**Required work:**
Put each line of the records below into a numbered list, skipping any blank lines.

(Saved entries)
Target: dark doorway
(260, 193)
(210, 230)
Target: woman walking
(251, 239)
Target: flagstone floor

**Response to the exercise:**
1. Target: dark doorway
2. (260, 193)
3. (210, 230)
4. Target: woman walking
5. (251, 239)
6. Target: flagstone floor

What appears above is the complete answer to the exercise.